____ TEKS BACAAN

27 Januari 2021 | 19:29:31
Oleh: Amalia Suri
PUBLICANEWS-KEWAJIBAN penggunaan kerudung yang diberlakukan kepada siswi muslim dan non-muslim di SMK Negeri 2 Padang, Sumatera Barat, mengundang perhatian luas dari berbagai kalangan.
Isu ini bermula dari adanya unggahan video perdebatan antara salah satu orang tua murid siswi dengan pihak sekolah terkait kebijakan penggunaan kerudung. Siswi yang bersangkutan juga mengunggah surat pernyataan ketidaksediaannya mengikuti aturan memakai kerudung di sekolahan melalui akun Facebooknya.
Dalam video yang beredar, Wakil Kepala Sekolah bidang Kesiswaan SMKN 2 Padang, mengakui bahwa memang terdapat aturan terkait tata cara berpakaian bagi para peserta didik, salah satunya adalah kewajiban menggunakan kerudung bagi siswi di sekolah tersebut.
Dari hasil investigasi Dinas Pendidikan Sumatera Barat, terdapat 46 siswa non-muslim yang bersekolah di SMKN 2 Padang.
Imparsial memandang, kebijakan yang mewajibkan penggunaan kerudung terhadap siswi non-muslim di satuan-satuan pendidikan yang dikelola pemerintah dan/atau pemerintah daerah merupakan bentuk diskriminasi dan melanggar hak atas kebebasan beragama atau berkeyakinan yang dijamin oleh Konstitusi.
Satuan-satuan pendidikan tersebut seharusnya menghormati keragaman agama atau keyakinan peserta didik. Dalam konteks ini, sekolah negeri termasuk kebijakan yang diterapkan kepada peserta didik, tidak sepatutnya berafiliasi dengan agama atau keyakinan tertentu.
Sebaliknya, sekolah harus mempromosikan kesadaran untuk saling menghormati perbedaan dan keragaman agama atau keyakinan, serta mengambil langkah-langkah yang efektif untuk menghilangkan kebijakan dan praktik diskriminatif.
Pengaturan terkait pakaian seragam sekolah sejatinya telah diatur secara jelas dalam Pasal 3 ayat (4) huruf d Permendikbud 45 tahun 2014 tentang Pakaian Seragam Sekolah Bagi Peserta Didik Jenjang Pendidikan Dasar dan Menengah yang berbunyi: “Pakaian seragam khas sekolah diatur oleh masing-masing sekolah dengan tetap memperhatikan hak setiap warga negara untuk menjalankan keyakinan agamanya masing-masing.”
Aturan ini seharusnya menjadi acuan oleh satuan-satuan pendidikan dalam menyusun peraturan tentang seragam sekolah sehingga menjamin hal-hal prinsipil, seperti hak untuk beragama dan mendapat pendidikan.

________
____ DATA YANG DITAMPILKAN

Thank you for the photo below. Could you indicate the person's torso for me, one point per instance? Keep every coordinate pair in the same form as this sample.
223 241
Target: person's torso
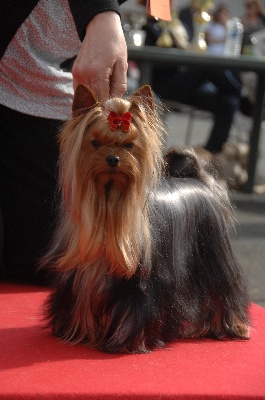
31 76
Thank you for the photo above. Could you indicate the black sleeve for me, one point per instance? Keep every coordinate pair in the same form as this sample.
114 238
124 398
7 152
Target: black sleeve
84 10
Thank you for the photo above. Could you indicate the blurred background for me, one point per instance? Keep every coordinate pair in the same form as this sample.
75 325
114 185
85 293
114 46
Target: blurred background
249 242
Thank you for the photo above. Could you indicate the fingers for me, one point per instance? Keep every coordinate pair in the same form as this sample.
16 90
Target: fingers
101 62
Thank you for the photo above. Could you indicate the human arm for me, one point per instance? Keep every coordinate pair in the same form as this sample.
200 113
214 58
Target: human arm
102 60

________

DAFTAR TUGAS>
1 > Tentukan apakah pernyataan (a), (b), dan (c) berikut sesuai dengan teks tentang kewajiban kerudung: (a) investigasi Dinas Pendidikan Sumatera Barat menemukan 46 siswa non-muslim di SMKN 2 Padang; (b) Wakil Kepala Sekolah bidang Kesiswaan membantah adanya aturan berkerudung; (c) siswi tersebut mengunggah surat pernyataannya melalui akun Instagram. Jawab ya atau tidak untuk tiap pernyataan, lalu kutip persis kata-kata teks yang menjadi dasarnya.
2 > Salin tanpa perubahan bagian teks tentang kewajiban kerudung, mulai dari "Imparsial memandang, kebijakan" hingga "atau keyakinan tertentu.".
3 > Teruskan teks tentang kewajiban kerudung di SMKN 2 Padang, dimulai setelah kalimat terakhirnya.
Entri di atas diambil dari sumber yang berbeda.

HASIL PER TUGAS>
1 >
(a) Ya: "terdapat 46 siswa non-muslim yang bersekolah di SMKN 2 Padang"
(b) Tidak: "mengakui bahwa memang terdapat aturan terkait tata cara berpakaian bagi para peserta didik"
(c) Tidak: "melalui akun Facebooknya"

2 >
Imparsial memandang, kebijakan yang mewajibkan penggunaan kerudung terhadap siswi non-muslim di satuan-satuan pendidikan yang dikelola pemerintah dan/atau pemerintah daerah merupakan bentuk diskriminasi dan melanggar hak atas kebebasan beragama atau berkeyakinan yang dijamin oleh Konstitusi.
Satuan-satuan pendidikan tersebut seharusnya menghormati keragaman agama atau keyakinan peserta didik. Dalam konteks ini, sekolah negeri termasuk kebijakan yang diterapkan kepada peserta didik, tidak sepatutnya berafiliasi dengan agama atau keyakinan tertentu.

3 >
Persoalan mengenai penggunaan simbol dan atribut keagamaan merupakan bagian dari hak beragama atau berkeyakinan di mana negara wajib menghormati, melindungi, dan memenuhinya.
Prinsip HAM menegaskan kewajiban negara untuk menjaga kebebasan positif dan negatif hak beragama atau berkeyakinan secara bersamaan. Kebebasan positif adalah kebebasan setiap orang untuk menggunakan simbol agama, seperti jilbab, cadar, turban, dan kipran, sebagai sebuah pilihan yang bebas, tanpa paksaan.
Sebaliknya, kebebasan negatif mengharuskan negara atau otoritas publik lainnya untuk tidak menerapkan penggunaan simbol atau atribut keagamaan tersebut secara paksa terhadap individu atau kelompok tertentu. (SNP-KBB)
Imparsial menilai, isu terkait seragam sekolah dengan atribut agama tertentu yang dipaksakan kepada peserta didik harus disikapi secara serius mengingat hal ini tidak hanya terjadi di Padang, tetapi juga di daerah lain seperti Yogyakarta, Depok, Riau, Bali, Maumere, dan lain-lain.
Maraknya kasus-kasus seperti ini menunjukkan bahwa sistem pendidikan kita belum mengadopsi prinsip-prinsip penghargaan terhadap keberagaman agama dan keyakinan di masyarakat. Tidak hanya dalam peraturan terkait seragam sekolah, namun dalam kurikulum dan/atau konten bahan ajar, serta kegiatan rutinitas sekolah juga perlu mengedepankan prinsip-prinsip tersebut.
Jika persoalan ini tidak dibenahi oleh pemerintah dan/atau pemerintah daerah, maka satuan-satuan pendidikan bisa menjadi tempat persemaian benih-benih sikap penolakan terhadap keberagaman terutama bagi kalangan anak-anak (peserta didik) yang dapat berkontribusi mendorong semakin kuatnya segregasi sosial dan intoleransi di tengah masyarakat.
Aturan yang mewajibkan penggunaan kerudung untuk siswi di sekolah seringkali berlandaskan pada alasan-alasan yang mengada-ngada dan bias gender, seperti agar siswi tidak digigit nyamuk, menghindari perundungan, dan melindungi siswi dari pelecehan seksual. Pemberlakuan aturan ini justru tidak menyasar permasalahan utama yang terjadi di lingkungan sekolah.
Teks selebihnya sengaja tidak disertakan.